Requirement:
Give the lines of the material as a JSON list of strings, one string per line and no blank lines. Start at the very first line and go on through the line that contains "105L112 110L114 101L104".

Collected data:

· · · · · · ·

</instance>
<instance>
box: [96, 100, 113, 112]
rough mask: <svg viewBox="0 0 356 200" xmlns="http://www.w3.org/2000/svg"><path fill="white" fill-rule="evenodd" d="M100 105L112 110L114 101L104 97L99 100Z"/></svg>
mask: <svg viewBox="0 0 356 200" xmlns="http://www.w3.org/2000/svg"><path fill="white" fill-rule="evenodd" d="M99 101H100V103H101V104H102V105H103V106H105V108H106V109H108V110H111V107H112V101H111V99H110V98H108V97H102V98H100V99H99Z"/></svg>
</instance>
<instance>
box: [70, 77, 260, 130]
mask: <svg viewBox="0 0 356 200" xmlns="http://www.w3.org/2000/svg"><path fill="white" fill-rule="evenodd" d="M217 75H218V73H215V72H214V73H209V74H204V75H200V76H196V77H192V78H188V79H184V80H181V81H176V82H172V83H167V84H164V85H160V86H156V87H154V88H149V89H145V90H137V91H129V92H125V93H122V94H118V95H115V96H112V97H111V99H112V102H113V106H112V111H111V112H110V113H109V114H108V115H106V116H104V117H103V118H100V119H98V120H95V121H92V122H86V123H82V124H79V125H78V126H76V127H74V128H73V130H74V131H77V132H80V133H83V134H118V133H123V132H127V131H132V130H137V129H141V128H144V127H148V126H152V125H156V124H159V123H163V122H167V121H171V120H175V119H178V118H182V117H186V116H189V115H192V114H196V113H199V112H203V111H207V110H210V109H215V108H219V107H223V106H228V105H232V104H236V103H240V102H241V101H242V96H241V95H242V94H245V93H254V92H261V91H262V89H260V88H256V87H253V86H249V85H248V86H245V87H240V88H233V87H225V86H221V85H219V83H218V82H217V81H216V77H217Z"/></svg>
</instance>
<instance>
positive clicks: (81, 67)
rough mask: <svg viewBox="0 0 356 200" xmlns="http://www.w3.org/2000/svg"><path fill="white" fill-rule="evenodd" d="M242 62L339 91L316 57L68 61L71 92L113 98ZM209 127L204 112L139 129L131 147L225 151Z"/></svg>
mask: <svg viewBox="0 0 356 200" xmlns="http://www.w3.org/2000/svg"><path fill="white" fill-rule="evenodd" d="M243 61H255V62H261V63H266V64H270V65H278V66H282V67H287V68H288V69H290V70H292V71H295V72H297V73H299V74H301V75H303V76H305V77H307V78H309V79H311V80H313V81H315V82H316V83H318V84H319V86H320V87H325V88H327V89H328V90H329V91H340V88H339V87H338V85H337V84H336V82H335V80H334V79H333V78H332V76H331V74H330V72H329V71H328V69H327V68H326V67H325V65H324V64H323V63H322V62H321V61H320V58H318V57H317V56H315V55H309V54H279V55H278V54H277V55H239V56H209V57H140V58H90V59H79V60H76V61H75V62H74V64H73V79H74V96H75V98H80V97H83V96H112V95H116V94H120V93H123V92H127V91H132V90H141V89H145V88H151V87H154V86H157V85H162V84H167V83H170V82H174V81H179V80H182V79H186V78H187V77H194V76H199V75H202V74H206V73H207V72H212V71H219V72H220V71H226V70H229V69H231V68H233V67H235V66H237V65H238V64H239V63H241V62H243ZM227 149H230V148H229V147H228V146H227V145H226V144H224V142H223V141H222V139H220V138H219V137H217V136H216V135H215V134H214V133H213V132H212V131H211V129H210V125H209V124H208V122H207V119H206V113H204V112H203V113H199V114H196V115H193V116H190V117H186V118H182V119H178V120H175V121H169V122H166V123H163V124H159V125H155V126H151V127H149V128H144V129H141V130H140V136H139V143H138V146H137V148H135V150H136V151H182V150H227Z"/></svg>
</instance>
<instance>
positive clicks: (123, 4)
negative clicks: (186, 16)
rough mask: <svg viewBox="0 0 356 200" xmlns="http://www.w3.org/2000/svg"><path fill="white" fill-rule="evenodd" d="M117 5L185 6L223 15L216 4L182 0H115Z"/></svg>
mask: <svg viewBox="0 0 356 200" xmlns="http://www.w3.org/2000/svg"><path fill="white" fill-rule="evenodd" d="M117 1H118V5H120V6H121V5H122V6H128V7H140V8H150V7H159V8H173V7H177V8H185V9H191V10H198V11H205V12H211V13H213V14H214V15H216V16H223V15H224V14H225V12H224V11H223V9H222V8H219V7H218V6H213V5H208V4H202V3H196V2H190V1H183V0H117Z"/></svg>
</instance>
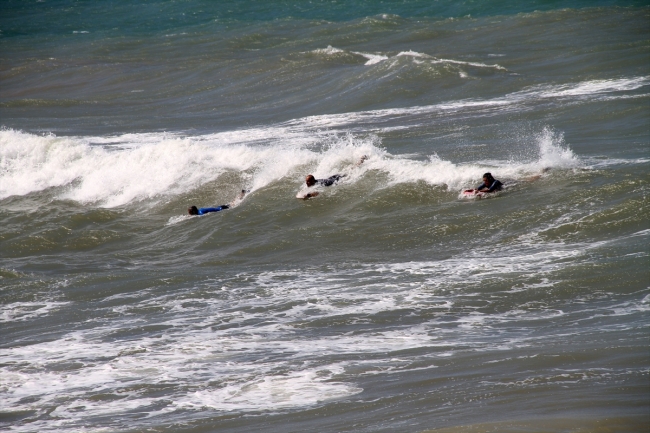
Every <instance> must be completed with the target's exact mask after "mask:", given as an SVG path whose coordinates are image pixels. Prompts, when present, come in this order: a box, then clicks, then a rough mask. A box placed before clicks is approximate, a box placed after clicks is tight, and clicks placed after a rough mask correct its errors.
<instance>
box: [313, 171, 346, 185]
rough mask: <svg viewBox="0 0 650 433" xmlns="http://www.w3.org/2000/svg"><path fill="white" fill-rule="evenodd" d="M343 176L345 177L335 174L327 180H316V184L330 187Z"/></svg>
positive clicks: (339, 174)
mask: <svg viewBox="0 0 650 433" xmlns="http://www.w3.org/2000/svg"><path fill="white" fill-rule="evenodd" d="M343 176H345V175H340V174H335V175H334V176H330V177H328V178H327V179H316V182H317V183H318V184H320V185H323V186H332V185H334V184H335V183H336V182H338V181H339V180H340V179H341V178H342V177H343Z"/></svg>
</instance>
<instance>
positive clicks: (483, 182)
mask: <svg viewBox="0 0 650 433" xmlns="http://www.w3.org/2000/svg"><path fill="white" fill-rule="evenodd" d="M501 188H503V184H502V183H501V181H498V180H496V179H495V178H494V177H493V176H492V173H485V174H484V175H483V183H482V184H480V185H479V186H478V188H476V192H494V191H501Z"/></svg>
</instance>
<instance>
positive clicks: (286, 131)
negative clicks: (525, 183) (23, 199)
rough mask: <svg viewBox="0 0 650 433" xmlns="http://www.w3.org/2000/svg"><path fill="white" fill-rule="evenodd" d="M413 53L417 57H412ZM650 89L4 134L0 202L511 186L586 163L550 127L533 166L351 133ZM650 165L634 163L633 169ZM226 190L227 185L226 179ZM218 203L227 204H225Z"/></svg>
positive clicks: (123, 204)
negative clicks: (364, 161) (428, 117)
mask: <svg viewBox="0 0 650 433" xmlns="http://www.w3.org/2000/svg"><path fill="white" fill-rule="evenodd" d="M415 54H419V53H414V54H412V55H415ZM649 84H650V78H649V77H634V78H626V79H619V80H595V81H586V82H581V83H575V84H573V85H561V86H555V87H553V86H545V87H541V88H540V87H535V88H531V89H526V90H523V91H521V92H516V93H513V94H509V95H506V96H504V97H499V98H495V99H489V100H464V101H453V102H449V103H442V104H437V105H432V106H418V107H408V108H396V109H386V110H375V111H366V112H355V113H343V114H335V115H321V116H310V117H305V118H301V119H296V120H293V121H289V122H286V123H283V124H278V125H272V126H268V127H257V128H249V129H241V130H235V131H225V132H220V133H215V134H206V135H201V136H192V137H186V136H182V135H180V134H170V133H150V134H125V135H120V136H111V137H56V136H53V135H44V136H39V135H34V134H28V133H24V132H20V131H15V130H11V129H3V130H0V169H1V170H0V199H2V198H6V197H8V196H11V195H25V194H29V193H32V192H38V191H43V190H47V189H48V188H58V189H57V190H56V197H57V198H60V199H70V200H75V201H78V202H80V203H88V204H93V205H97V206H104V207H116V206H122V205H126V204H130V203H137V202H147V201H149V202H158V201H160V200H164V199H166V198H168V197H173V196H175V195H179V194H183V193H186V192H188V191H192V190H193V189H195V188H198V187H200V186H202V185H204V184H206V183H210V182H215V181H217V179H219V178H220V176H221V175H223V174H225V173H234V174H236V179H237V180H236V181H234V182H235V183H238V184H237V185H235V184H232V185H229V187H228V188H229V190H232V192H231V193H234V192H235V191H238V190H240V189H249V190H253V191H254V190H257V189H261V188H264V187H266V186H268V185H271V184H273V183H274V182H282V181H286V178H287V177H290V178H295V179H296V180H297V181H298V182H300V183H301V181H300V180H301V178H302V177H303V176H304V172H305V171H307V170H308V171H310V172H312V174H314V175H315V176H317V177H318V176H328V175H330V174H331V173H333V172H341V171H347V174H349V176H348V177H347V178H346V180H345V181H346V182H348V183H354V182H355V181H356V180H358V179H360V178H361V177H363V175H364V173H366V172H367V171H368V170H378V171H381V172H385V173H387V174H388V176H389V179H390V183H391V184H396V183H406V182H416V181H425V182H427V183H430V184H432V185H446V186H447V187H449V188H452V189H461V188H464V187H467V186H470V185H472V184H473V183H474V182H475V177H476V173H477V172H480V171H483V170H488V171H490V170H493V169H494V170H496V169H498V172H499V176H500V177H505V178H511V179H517V178H520V177H522V176H529V175H532V174H536V173H539V172H540V171H541V170H543V169H545V168H549V167H550V168H573V167H577V166H580V165H585V164H584V162H582V161H581V160H580V159H579V158H578V157H577V156H576V155H575V154H574V153H573V152H572V151H571V149H570V148H569V146H568V145H567V144H566V143H565V142H564V139H563V137H562V134H561V133H559V132H557V131H555V130H553V129H552V128H545V129H544V130H542V131H540V132H539V133H538V134H535V135H534V136H533V137H529V138H528V139H527V140H528V141H530V142H531V143H530V144H529V146H530V147H531V150H532V151H533V152H534V153H535V152H536V153H537V155H538V157H537V158H536V159H533V160H531V159H530V158H528V159H526V160H520V161H517V160H510V161H481V162H480V163H465V164H458V163H456V162H454V161H451V160H442V159H440V158H438V157H437V156H436V155H425V156H428V157H429V160H428V161H421V160H420V161H417V160H414V159H411V158H408V157H406V156H404V155H390V154H388V153H387V152H386V151H385V150H383V149H382V148H381V143H380V141H379V140H378V139H377V138H376V137H373V136H367V135H364V136H355V135H353V134H350V133H349V131H350V130H354V128H361V129H364V130H366V131H367V129H368V127H367V125H375V128H376V129H375V130H378V131H382V130H383V128H384V127H383V126H382V125H383V124H384V123H390V122H392V121H393V120H394V119H395V118H399V117H403V118H408V117H409V116H422V115H425V114H429V113H440V114H444V112H446V111H449V112H457V111H459V110H482V109H488V110H493V109H503V110H505V109H512V108H513V107H515V106H521V105H522V104H527V103H531V102H532V103H534V102H535V101H539V100H543V99H546V98H552V97H562V98H573V97H578V98H584V97H595V98H597V97H601V96H603V95H605V96H606V95H609V94H611V93H613V92H621V91H630V90H635V89H639V88H641V87H644V86H647V85H649ZM391 128H394V125H391V124H388V125H386V126H385V129H386V131H389V130H391ZM371 129H372V128H371ZM337 131H338V132H337ZM346 131H348V133H346ZM531 138H532V139H531ZM361 155H368V156H370V158H369V160H368V161H366V163H364V164H363V165H362V167H360V169H359V170H350V168H351V167H353V165H354V163H355V162H356V161H358V159H359V158H360V157H361ZM646 160H647V159H640V160H639V161H638V163H645V161H646ZM609 163H611V161H609V162H608V161H602V162H596V163H595V164H596V165H602V164H605V165H606V164H609ZM634 163H637V162H634ZM230 182H231V183H233V180H232V177H231V180H230ZM220 199H224V200H226V201H228V200H229V199H230V197H223V198H220ZM176 222H178V221H176V220H174V221H170V223H171V224H173V223H176Z"/></svg>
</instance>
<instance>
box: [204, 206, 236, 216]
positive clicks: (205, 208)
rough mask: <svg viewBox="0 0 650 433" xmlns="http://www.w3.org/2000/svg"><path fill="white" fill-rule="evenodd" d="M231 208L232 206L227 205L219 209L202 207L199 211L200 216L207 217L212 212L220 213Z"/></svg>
mask: <svg viewBox="0 0 650 433" xmlns="http://www.w3.org/2000/svg"><path fill="white" fill-rule="evenodd" d="M229 207H230V206H228V205H227V204H222V205H221V206H219V207H202V208H201V209H199V213H198V215H205V214H206V213H210V212H219V211H221V210H226V209H228V208H229Z"/></svg>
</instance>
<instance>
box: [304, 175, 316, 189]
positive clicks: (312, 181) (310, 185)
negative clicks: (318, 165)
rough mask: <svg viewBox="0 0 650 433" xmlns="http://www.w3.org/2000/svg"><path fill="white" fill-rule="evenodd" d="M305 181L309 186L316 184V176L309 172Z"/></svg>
mask: <svg viewBox="0 0 650 433" xmlns="http://www.w3.org/2000/svg"><path fill="white" fill-rule="evenodd" d="M305 183H306V184H307V186H314V185H316V178H315V177H314V175H312V174H308V175H307V177H305Z"/></svg>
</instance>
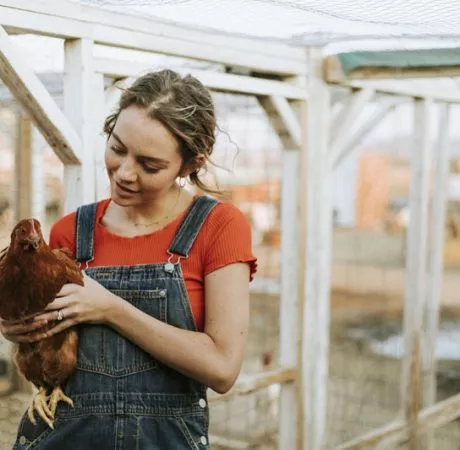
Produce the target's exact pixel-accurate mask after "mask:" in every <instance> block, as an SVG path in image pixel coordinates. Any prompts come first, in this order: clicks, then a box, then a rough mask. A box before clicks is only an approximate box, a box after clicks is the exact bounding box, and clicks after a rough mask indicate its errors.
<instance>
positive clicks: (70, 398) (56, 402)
mask: <svg viewBox="0 0 460 450" xmlns="http://www.w3.org/2000/svg"><path fill="white" fill-rule="evenodd" d="M60 401H63V402H66V403H67V404H68V405H70V406H72V407H73V401H72V399H71V398H70V397H67V395H65V394H64V392H63V391H62V389H61V388H60V387H59V386H58V387H55V388H54V389H53V392H51V395H50V396H49V400H48V406H49V410H50V413H51V415H52V417H53V418H54V414H55V413H56V408H57V404H58V403H59V402H60Z"/></svg>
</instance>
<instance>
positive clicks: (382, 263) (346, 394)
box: [0, 233, 460, 450]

· · · · · · ·

Written response:
[
  "</instance>",
  "<instance>",
  "box: [96, 100, 113, 112]",
  "rough mask: <svg viewBox=\"0 0 356 200\" xmlns=\"http://www.w3.org/2000/svg\"><path fill=\"white\" fill-rule=\"evenodd\" d=\"M100 105L112 110L114 101L104 97L99 100Z\"/></svg>"
]